Short problem A - Shift every x and y coordinate in the answer points up by 51, and give the rows again from the line containing "If you could mark the dark" through the end of the rows. Keep every other line unchanged.
* BEGIN Passage given *
Fact 1 |AB|=|BD|, |AM|=|MD| (and also |AE|=|ED|)
Fact 2 $|\triangle ABE|=|\triangle BDE|=|\triangle CDE|=\frac13|\triangle ABC|$
Fact 3 $|AE|=\frac{|AC|}3$
Fact 4 $|\triangle AME|=\frac{|\triangle AMC|}3=\frac{|\triangle ADC|}6=\frac{|\triangle ABC|}{12}=\frac{|\triangle ABE|}4$
Fact 5 $|EM|=\frac{|EB|}4=1$
As now I know all the lengths of AM, BM,DM, EM, I can use right triangles to calculate:
$|AB|=\sqrt{13}$
$|AE|=\sqrt{5}$ $\Rightarrow$ $|AC|=3\sqrt{5}$
$|BD|=\sqrt{13}$ $\Rightarrow$ $|BC|=2\sqrt{13}$
Now I can use cosine law for triangles ABE and CBE to check, whether I get the same value in both cases. (The values of the cosine should be the same, since BE is the bisector.) I get:
$\cos\frac\beta2 = \frac{13+16-5}{2.4.\sqrt{13}} = \frac{24}{8.\sqrt{13}} = \frac 3{\sqrt{13}}$
$\cos\frac\beta2 = \frac{4.13+16-4.5}{2.4.2\sqrt{13}} = \frac{48}{16.\sqrt{13}} = \frac 3{\sqrt{13}}$.
* END Passage given *
Short problem B - Retype the triangle passage in full, with no changes.
* BEGIN Records shown *
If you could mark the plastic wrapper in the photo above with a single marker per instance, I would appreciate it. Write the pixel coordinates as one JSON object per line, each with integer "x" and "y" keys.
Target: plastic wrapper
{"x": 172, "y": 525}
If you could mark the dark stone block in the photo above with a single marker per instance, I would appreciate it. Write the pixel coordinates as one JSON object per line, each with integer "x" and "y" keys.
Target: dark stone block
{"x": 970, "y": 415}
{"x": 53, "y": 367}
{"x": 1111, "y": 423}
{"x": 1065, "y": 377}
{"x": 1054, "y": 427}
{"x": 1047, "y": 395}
* END Records shown *
Exercise result A -
If you could mark the dark stone block in the photo above with a single marker per instance, I would appreciate it. Write the pixel coordinates as one JSON object per line, each with integer "x" and "y" keys.
Target: dark stone block
{"x": 1021, "y": 466}
{"x": 104, "y": 418}
{"x": 1162, "y": 474}
{"x": 1116, "y": 428}
{"x": 1105, "y": 478}
{"x": 1098, "y": 446}

Exercise result B -
Fact 1 |AB|=|BD|, |AM|=|MD| (and also |AE|=|ED|)
Fact 2 $|\triangle ABE|=|\triangle BDE|=|\triangle CDE|=\frac13|\triangle ABC|$
Fact 3 $|AE|=\frac{|AC|}3$
Fact 4 $|\triangle AME|=\frac{|\triangle AMC|}3=\frac{|\triangle ADC|}6=\frac{|\triangle ABC|}{12}=\frac{|\triangle ABE|}4$
Fact 5 $|EM|=\frac{|EB|}4=1$
As now I know all the lengths of AM, BM,DM, EM, I can use right triangles to calculate:
$|AB|=\sqrt{13}$
$|AE|=\sqrt{5}$ $\Rightarrow$ $|AC|=3\sqrt{5}$
$|BD|=\sqrt{13}$ $\Rightarrow$ $|BC|=2\sqrt{13}$
Now I can use cosine law for triangles ABE and CBE to check, whether I get the same value in both cases. (The values of the cosine should be the same, since BE is the bisector.) I get:
$\cos\frac\beta2 = \frac{13+16-5}{2.4.\sqrt{13}} = \frac{24}{8.\sqrt{13}} = \frac 3{\sqrt{13}}$
$\cos\frac\beta2 = \frac{4.13+16-4.5}{2.4.2\sqrt{13}} = \frac{48}{16.\sqrt{13}} = \frac 3{\sqrt{13}}$.